[Some records]
<<<<
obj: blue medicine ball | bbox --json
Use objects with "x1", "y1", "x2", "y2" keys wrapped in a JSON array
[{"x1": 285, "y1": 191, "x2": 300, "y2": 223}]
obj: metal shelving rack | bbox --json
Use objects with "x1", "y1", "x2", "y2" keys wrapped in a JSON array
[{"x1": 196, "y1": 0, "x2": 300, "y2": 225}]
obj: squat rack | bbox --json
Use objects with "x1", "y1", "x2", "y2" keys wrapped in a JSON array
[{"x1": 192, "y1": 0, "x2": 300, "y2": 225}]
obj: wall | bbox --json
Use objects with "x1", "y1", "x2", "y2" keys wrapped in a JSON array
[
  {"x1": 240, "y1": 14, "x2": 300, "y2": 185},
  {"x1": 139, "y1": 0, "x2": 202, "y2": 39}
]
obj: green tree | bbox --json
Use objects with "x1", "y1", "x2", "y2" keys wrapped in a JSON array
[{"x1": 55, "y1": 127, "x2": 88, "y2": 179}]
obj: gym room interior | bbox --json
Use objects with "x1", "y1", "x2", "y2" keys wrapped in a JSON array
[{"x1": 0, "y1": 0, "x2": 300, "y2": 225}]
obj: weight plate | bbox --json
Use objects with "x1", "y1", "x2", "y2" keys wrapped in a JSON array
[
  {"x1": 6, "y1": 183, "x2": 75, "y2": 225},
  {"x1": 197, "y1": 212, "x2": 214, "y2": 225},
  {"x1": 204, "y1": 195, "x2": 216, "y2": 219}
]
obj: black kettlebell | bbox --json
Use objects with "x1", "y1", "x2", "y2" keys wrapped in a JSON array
>>>>
## Set problem
Which lines in the data above contain the string "bbox"? Collect every one of them, counting only matches with the same case.

## Correct result
obj: blue medicine ball | bbox --json
obj: metal shelving rack | bbox --json
obj: squat rack | bbox --json
obj: wall | bbox --json
obj: green tree | bbox --json
obj: gym room interior | bbox --json
obj: weight plate | bbox --json
obj: black kettlebell | bbox --json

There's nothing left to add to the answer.